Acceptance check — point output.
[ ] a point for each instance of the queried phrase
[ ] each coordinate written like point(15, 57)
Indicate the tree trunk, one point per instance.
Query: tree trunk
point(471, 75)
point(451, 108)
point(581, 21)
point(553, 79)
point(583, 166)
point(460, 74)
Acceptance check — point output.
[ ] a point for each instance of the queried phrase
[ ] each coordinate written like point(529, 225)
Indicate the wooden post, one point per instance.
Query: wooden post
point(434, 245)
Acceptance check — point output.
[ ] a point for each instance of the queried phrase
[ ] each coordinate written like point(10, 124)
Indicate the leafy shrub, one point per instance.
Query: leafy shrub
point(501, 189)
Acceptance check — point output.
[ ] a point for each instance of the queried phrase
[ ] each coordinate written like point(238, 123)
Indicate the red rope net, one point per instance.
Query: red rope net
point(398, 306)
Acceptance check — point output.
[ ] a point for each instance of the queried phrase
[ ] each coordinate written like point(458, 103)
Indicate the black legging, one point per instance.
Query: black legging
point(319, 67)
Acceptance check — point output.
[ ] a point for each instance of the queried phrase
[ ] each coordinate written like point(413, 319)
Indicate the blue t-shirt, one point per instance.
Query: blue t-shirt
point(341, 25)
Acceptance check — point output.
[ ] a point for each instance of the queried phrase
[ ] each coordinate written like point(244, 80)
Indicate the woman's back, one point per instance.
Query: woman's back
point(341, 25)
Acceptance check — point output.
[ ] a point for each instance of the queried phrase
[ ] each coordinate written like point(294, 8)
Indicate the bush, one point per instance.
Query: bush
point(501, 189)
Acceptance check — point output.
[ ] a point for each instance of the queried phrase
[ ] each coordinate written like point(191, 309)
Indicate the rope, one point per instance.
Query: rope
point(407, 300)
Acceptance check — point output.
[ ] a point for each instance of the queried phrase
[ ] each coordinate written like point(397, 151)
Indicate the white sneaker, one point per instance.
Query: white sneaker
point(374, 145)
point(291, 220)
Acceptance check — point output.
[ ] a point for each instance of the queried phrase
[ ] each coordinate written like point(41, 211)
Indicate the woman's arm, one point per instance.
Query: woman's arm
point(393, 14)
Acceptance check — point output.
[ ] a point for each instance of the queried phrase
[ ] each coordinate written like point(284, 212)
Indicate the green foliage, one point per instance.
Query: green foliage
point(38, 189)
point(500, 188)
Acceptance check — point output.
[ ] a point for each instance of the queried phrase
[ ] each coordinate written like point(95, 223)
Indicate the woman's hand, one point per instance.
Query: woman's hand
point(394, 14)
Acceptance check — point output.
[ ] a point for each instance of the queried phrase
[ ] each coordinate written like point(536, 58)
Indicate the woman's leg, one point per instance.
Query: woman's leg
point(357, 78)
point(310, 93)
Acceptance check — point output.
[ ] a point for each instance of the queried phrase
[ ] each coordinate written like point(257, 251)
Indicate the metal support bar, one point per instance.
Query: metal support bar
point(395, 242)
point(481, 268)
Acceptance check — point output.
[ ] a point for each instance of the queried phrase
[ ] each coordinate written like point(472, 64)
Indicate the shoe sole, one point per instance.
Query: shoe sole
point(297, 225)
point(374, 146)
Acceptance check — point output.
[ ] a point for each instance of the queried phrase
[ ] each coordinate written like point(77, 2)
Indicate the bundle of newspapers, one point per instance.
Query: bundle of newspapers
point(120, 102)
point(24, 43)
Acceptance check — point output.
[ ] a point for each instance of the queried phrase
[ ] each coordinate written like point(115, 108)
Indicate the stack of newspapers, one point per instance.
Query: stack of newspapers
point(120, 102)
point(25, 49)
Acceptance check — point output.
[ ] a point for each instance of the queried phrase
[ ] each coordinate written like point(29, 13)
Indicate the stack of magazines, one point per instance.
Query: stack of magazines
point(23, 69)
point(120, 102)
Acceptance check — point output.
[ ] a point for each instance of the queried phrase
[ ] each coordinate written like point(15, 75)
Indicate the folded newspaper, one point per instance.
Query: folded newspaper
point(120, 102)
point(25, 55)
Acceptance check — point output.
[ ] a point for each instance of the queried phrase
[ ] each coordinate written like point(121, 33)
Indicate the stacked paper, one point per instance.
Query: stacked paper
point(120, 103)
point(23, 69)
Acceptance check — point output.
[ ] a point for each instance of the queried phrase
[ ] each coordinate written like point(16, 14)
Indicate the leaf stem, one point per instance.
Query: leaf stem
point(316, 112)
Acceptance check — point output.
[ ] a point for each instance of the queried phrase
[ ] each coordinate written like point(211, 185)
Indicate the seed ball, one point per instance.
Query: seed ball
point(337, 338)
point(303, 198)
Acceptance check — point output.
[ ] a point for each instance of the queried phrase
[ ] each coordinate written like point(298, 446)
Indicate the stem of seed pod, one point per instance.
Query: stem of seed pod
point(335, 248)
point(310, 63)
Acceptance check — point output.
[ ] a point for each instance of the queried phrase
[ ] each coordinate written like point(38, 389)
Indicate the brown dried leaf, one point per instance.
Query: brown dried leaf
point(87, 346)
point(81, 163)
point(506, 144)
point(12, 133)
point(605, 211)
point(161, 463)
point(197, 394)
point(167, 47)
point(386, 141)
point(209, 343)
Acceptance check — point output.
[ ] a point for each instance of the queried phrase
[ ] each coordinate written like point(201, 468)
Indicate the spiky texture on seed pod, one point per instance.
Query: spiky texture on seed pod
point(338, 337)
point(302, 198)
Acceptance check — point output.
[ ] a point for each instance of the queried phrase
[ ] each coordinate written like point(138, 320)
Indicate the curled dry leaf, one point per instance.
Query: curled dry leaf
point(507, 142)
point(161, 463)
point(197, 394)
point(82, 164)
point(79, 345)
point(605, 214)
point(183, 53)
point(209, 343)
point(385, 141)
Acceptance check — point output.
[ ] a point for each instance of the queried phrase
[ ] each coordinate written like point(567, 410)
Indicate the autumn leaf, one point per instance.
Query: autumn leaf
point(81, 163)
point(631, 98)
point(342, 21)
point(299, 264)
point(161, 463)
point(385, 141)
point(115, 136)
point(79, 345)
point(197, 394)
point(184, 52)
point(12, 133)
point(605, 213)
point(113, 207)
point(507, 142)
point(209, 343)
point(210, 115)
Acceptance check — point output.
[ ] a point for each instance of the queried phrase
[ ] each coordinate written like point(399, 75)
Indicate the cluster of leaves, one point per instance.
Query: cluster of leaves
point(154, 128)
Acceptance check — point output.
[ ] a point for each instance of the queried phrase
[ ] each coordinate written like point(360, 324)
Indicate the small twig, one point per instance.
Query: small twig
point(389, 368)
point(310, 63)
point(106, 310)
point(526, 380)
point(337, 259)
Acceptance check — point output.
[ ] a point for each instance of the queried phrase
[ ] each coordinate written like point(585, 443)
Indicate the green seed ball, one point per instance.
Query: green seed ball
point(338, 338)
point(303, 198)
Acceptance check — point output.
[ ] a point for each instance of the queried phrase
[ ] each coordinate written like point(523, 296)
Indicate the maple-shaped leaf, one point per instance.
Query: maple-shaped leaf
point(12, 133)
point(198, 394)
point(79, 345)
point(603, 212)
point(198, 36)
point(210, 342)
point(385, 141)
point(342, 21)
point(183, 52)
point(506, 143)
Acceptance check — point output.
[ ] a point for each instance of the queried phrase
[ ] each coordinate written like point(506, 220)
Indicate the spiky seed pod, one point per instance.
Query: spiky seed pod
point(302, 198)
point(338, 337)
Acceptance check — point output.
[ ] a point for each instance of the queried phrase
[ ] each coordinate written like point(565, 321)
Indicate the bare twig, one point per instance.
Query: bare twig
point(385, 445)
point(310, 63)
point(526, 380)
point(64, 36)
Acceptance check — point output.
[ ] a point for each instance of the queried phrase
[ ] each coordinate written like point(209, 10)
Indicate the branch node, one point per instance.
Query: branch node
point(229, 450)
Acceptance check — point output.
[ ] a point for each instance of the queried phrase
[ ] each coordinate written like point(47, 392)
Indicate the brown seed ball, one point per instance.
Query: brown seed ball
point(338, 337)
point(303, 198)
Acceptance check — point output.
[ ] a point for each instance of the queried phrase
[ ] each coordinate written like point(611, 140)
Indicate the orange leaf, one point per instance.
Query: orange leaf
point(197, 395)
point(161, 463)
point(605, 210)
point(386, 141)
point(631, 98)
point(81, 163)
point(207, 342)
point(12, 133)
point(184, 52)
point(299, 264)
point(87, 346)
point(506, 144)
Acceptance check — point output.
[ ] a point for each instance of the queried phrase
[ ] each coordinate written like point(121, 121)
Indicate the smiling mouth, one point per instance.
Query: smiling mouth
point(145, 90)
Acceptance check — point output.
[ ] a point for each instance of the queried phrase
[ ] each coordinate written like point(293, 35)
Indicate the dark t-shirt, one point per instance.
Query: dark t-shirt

§ **Aim of the task**: Report each line of the records above that contains the word "small", copying every such line in full.

§ **Response to this exercise**:
Indicate the small twig, one point per instance.
Query: small twig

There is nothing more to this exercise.